**Requirements**
Look below for the line that contains "Target: van headlight", then quote it and all the lines after it, exactly, with the pictures left out.

Location annotation dataset excerpts

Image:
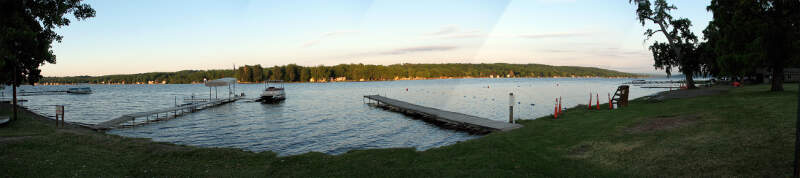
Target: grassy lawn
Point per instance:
(745, 132)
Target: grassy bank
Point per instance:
(744, 132)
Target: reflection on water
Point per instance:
(323, 117)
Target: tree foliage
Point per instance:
(351, 72)
(680, 49)
(750, 35)
(27, 32)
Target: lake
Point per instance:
(322, 117)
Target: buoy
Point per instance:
(598, 101)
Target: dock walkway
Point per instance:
(162, 114)
(448, 119)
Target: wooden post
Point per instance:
(797, 139)
(510, 107)
(57, 110)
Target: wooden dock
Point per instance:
(161, 114)
(442, 118)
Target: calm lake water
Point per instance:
(322, 117)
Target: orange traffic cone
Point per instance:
(598, 101)
(555, 109)
(559, 105)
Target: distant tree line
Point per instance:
(745, 38)
(350, 72)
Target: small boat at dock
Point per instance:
(272, 94)
(80, 90)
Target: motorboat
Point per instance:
(272, 94)
(80, 90)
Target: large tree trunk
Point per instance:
(689, 80)
(777, 78)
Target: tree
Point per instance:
(680, 39)
(26, 35)
(258, 73)
(750, 35)
(305, 74)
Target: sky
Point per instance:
(129, 37)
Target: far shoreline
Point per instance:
(345, 81)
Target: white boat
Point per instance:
(272, 94)
(80, 90)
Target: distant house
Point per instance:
(789, 74)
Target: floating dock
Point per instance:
(161, 114)
(442, 118)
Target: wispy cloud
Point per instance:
(454, 32)
(446, 30)
(325, 35)
(417, 49)
(553, 35)
(339, 33)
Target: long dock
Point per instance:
(162, 114)
(442, 118)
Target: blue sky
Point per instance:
(160, 36)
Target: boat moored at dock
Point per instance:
(272, 94)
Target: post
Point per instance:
(797, 138)
(14, 88)
(510, 107)
(57, 114)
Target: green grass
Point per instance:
(747, 132)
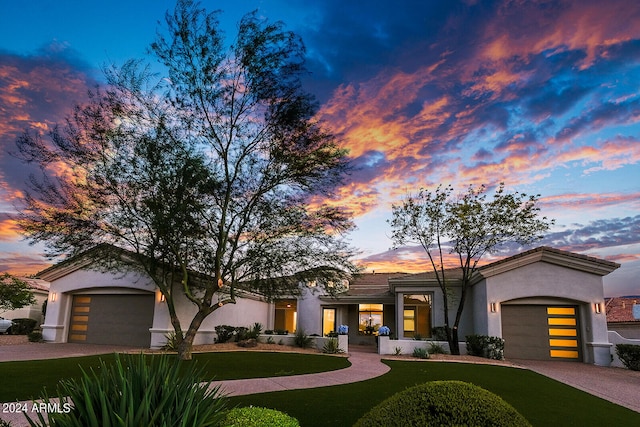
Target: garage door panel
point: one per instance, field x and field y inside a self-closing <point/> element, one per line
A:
<point x="540" y="332"/>
<point x="112" y="319"/>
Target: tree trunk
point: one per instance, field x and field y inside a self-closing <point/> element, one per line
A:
<point x="454" y="345"/>
<point x="186" y="346"/>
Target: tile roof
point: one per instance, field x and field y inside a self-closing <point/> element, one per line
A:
<point x="620" y="309"/>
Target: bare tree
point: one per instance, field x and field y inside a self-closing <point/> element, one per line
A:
<point x="14" y="293"/>
<point x="203" y="174"/>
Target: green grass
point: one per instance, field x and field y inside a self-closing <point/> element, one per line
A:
<point x="543" y="401"/>
<point x="26" y="380"/>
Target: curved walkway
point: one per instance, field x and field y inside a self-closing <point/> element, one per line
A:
<point x="364" y="366"/>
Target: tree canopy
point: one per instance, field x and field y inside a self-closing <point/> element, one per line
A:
<point x="467" y="225"/>
<point x="204" y="172"/>
<point x="14" y="293"/>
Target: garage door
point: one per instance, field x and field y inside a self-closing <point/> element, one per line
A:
<point x="112" y="319"/>
<point x="541" y="332"/>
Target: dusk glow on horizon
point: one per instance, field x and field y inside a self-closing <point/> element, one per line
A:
<point x="541" y="95"/>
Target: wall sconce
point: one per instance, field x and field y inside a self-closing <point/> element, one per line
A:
<point x="597" y="307"/>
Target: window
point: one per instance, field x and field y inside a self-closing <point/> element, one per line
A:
<point x="286" y="315"/>
<point x="370" y="318"/>
<point x="328" y="320"/>
<point x="417" y="316"/>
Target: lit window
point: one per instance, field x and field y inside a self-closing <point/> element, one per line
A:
<point x="417" y="316"/>
<point x="370" y="318"/>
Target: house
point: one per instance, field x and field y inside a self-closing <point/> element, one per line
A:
<point x="40" y="291"/>
<point x="89" y="305"/>
<point x="546" y="304"/>
<point x="623" y="316"/>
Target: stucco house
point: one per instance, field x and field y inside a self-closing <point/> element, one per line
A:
<point x="40" y="290"/>
<point x="546" y="303"/>
<point x="623" y="316"/>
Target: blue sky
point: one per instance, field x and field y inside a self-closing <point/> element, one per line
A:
<point x="542" y="95"/>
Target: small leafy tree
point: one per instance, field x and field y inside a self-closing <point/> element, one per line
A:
<point x="204" y="174"/>
<point x="14" y="293"/>
<point x="468" y="226"/>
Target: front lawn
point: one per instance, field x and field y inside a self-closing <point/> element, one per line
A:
<point x="543" y="401"/>
<point x="26" y="380"/>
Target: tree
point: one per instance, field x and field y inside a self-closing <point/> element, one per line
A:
<point x="14" y="293"/>
<point x="204" y="175"/>
<point x="469" y="226"/>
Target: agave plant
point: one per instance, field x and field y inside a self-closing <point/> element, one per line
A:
<point x="137" y="391"/>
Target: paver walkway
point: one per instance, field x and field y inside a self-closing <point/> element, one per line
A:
<point x="364" y="366"/>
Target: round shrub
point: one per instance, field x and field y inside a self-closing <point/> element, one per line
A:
<point x="258" y="417"/>
<point x="443" y="403"/>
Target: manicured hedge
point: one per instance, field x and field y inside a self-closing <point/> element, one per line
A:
<point x="439" y="403"/>
<point x="485" y="346"/>
<point x="258" y="417"/>
<point x="629" y="355"/>
<point x="23" y="326"/>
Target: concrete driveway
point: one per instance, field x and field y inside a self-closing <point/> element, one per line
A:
<point x="42" y="351"/>
<point x="617" y="385"/>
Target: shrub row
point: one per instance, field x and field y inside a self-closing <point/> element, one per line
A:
<point x="485" y="346"/>
<point x="629" y="355"/>
<point x="226" y="333"/>
<point x="443" y="403"/>
<point x="23" y="326"/>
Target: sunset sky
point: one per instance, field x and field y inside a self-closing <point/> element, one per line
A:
<point x="543" y="95"/>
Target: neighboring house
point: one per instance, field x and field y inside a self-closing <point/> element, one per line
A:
<point x="623" y="316"/>
<point x="545" y="303"/>
<point x="40" y="290"/>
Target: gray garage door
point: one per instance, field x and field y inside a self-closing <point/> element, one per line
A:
<point x="112" y="319"/>
<point x="541" y="332"/>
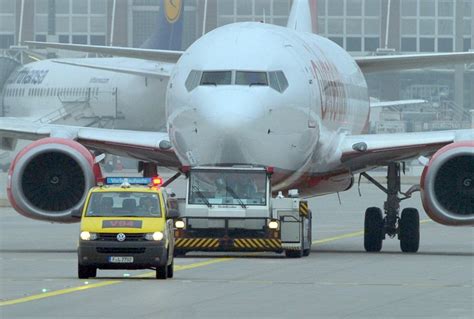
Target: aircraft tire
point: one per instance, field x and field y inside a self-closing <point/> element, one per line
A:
<point x="409" y="230"/>
<point x="373" y="229"/>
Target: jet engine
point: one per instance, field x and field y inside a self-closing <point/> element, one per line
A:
<point x="447" y="185"/>
<point x="50" y="178"/>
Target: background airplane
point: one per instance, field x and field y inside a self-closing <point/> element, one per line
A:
<point x="114" y="93"/>
<point x="303" y="109"/>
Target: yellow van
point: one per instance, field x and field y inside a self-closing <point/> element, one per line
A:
<point x="125" y="224"/>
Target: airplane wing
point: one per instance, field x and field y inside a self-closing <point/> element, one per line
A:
<point x="362" y="152"/>
<point x="413" y="61"/>
<point x="376" y="104"/>
<point x="146" y="54"/>
<point x="160" y="72"/>
<point x="146" y="146"/>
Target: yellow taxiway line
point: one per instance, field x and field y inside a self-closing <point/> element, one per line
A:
<point x="177" y="268"/>
<point x="102" y="284"/>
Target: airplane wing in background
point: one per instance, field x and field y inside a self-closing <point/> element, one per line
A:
<point x="159" y="72"/>
<point x="373" y="64"/>
<point x="369" y="64"/>
<point x="146" y="146"/>
<point x="146" y="54"/>
<point x="375" y="103"/>
<point x="362" y="152"/>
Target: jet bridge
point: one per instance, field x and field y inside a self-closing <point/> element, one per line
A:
<point x="7" y="66"/>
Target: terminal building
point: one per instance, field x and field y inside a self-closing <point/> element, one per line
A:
<point x="362" y="27"/>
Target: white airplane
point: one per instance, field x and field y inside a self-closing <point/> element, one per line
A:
<point x="252" y="93"/>
<point x="114" y="94"/>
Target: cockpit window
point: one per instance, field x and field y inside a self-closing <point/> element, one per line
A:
<point x="193" y="80"/>
<point x="251" y="78"/>
<point x="216" y="78"/>
<point x="278" y="81"/>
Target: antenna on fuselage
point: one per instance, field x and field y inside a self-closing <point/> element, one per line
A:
<point x="204" y="20"/>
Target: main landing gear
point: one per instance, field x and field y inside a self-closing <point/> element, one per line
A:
<point x="406" y="225"/>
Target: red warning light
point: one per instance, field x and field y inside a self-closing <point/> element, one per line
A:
<point x="157" y="181"/>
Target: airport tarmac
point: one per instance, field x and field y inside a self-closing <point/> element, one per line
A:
<point x="338" y="280"/>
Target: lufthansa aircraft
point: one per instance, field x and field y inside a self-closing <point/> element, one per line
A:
<point x="253" y="93"/>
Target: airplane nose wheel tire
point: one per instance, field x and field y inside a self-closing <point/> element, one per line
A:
<point x="409" y="230"/>
<point x="373" y="229"/>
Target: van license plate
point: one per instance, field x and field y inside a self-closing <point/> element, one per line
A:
<point x="124" y="260"/>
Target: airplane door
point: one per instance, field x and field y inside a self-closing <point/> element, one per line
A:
<point x="311" y="102"/>
<point x="104" y="102"/>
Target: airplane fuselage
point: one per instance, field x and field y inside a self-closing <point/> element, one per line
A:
<point x="295" y="130"/>
<point x="48" y="92"/>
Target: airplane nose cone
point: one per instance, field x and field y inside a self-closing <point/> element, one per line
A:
<point x="223" y="126"/>
<point x="227" y="112"/>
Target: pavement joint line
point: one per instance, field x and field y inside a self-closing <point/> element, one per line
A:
<point x="146" y="275"/>
<point x="102" y="284"/>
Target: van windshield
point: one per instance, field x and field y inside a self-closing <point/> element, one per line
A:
<point x="124" y="204"/>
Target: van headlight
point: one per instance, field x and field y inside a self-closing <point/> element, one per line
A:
<point x="156" y="236"/>
<point x="179" y="224"/>
<point x="273" y="224"/>
<point x="85" y="235"/>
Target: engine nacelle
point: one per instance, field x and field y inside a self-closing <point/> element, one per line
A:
<point x="447" y="185"/>
<point x="51" y="177"/>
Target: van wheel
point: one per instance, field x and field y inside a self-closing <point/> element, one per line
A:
<point x="171" y="269"/>
<point x="162" y="272"/>
<point x="294" y="253"/>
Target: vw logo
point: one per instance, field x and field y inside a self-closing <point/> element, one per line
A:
<point x="121" y="237"/>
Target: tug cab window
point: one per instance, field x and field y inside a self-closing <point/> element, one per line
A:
<point x="193" y="80"/>
<point x="278" y="81"/>
<point x="216" y="78"/>
<point x="251" y="78"/>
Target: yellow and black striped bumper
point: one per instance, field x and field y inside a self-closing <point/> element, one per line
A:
<point x="229" y="244"/>
<point x="199" y="243"/>
<point x="257" y="243"/>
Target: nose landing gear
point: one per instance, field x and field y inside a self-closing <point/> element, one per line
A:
<point x="406" y="226"/>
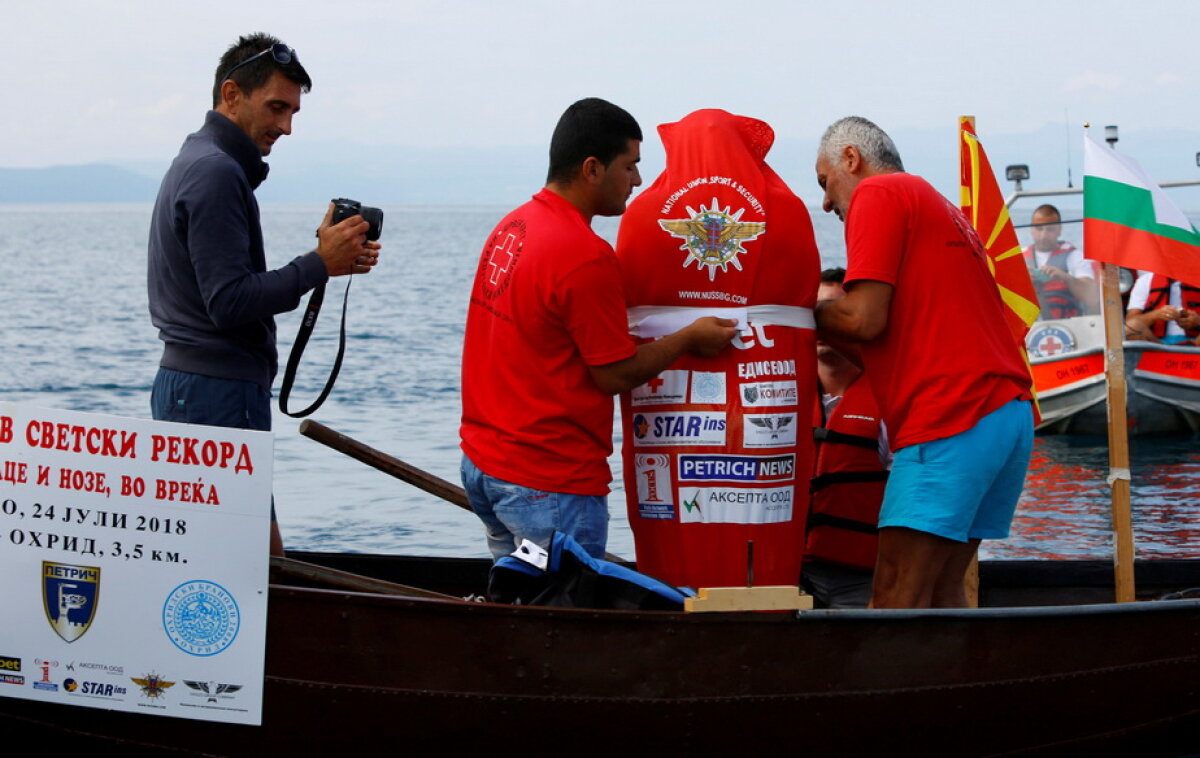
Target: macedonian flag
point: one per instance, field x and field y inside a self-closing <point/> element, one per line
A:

**The response**
Target: van headlight
point: one per instance, field x and field y inside a self-closing <point/> element, one per line
A:
<point x="156" y="236"/>
<point x="179" y="224"/>
<point x="273" y="224"/>
<point x="85" y="235"/>
Target: engine nacelle
point: one per instance, field x and field y inside a self-closing <point/> element, one per line
A:
<point x="447" y="185"/>
<point x="51" y="177"/>
Target: van wheel
point: one per instance, field x and field y inside a self-closing <point/> element, one per line
A:
<point x="171" y="269"/>
<point x="162" y="272"/>
<point x="294" y="253"/>
Target: vw logo
point: one per instance, field x and field y inside a self-closing <point/> element, one per line
A:
<point x="121" y="237"/>
Target: tug cab window
point: one per instance, field x and field y inside a self-closing <point/> element, one per line
A:
<point x="193" y="80"/>
<point x="278" y="81"/>
<point x="216" y="78"/>
<point x="251" y="78"/>
Target: yellow and black striped bumper
point: one per instance, field x and field y inside a self-closing <point/> element, one per line
A:
<point x="229" y="244"/>
<point x="199" y="243"/>
<point x="257" y="243"/>
Target: nose landing gear
point: one per instance, field x and field y inside a self-closing <point/> element, one per line
A:
<point x="406" y="226"/>
Target: macedonian flag
point: one per instance, field x and field y inside a self-closing <point/> element, one per line
A:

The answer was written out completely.